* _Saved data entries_
○ ○ ○ ○
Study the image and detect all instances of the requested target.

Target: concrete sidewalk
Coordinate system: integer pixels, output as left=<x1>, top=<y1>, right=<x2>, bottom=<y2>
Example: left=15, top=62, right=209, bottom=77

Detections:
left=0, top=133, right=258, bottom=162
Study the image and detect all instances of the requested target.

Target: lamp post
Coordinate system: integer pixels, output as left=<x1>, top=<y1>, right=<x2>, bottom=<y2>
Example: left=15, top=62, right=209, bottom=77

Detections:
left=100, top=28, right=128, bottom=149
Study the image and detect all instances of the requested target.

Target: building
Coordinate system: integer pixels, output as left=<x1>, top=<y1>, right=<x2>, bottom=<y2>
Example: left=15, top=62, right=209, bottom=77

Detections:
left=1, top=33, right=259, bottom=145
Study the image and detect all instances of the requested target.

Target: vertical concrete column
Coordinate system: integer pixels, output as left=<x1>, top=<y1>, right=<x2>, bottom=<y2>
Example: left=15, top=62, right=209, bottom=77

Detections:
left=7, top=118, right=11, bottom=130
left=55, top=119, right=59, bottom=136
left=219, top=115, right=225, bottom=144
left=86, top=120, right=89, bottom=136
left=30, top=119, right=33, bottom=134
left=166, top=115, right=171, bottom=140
○ ○ ○ ○
* _ASSIGNMENT_
Produce the entries again, character for character.

* _ANSWER SECTION_
Study the image and detect all instances of the requested target.

Target: concrete sidewalk
Coordinate system: integer pixels, output as left=<x1>, top=<y1>, right=<x2>, bottom=<y2>
Example: left=15, top=62, right=209, bottom=77

Detections:
left=0, top=133, right=258, bottom=162
Study the image and detect all instances of the requested target.

Target: lamp post
Coordinate system: integer pixels, output as left=<x1>, top=<y1>, right=<x2>, bottom=<y2>
Example: left=15, top=62, right=209, bottom=77

Detections:
left=100, top=28, right=128, bottom=149
Study the image and detect all instances of the requested target.

Target: building
Coordinate system: integer pixels, output as left=<x1>, top=<y1>, right=<x2>, bottom=<y2>
Example: left=15, top=62, right=209, bottom=77

Detections:
left=1, top=33, right=259, bottom=145
Study the image and detect all instances of the requested target.

Target: vertical concrete column
Coordinate system: integer pixels, output as left=<x1>, top=<y1>, right=<x2>, bottom=<y2>
Example: left=15, top=62, right=209, bottom=77

Detections:
left=7, top=118, right=11, bottom=130
left=55, top=119, right=59, bottom=136
left=219, top=115, right=225, bottom=144
left=86, top=120, right=89, bottom=136
left=30, top=119, right=33, bottom=134
left=166, top=115, right=171, bottom=140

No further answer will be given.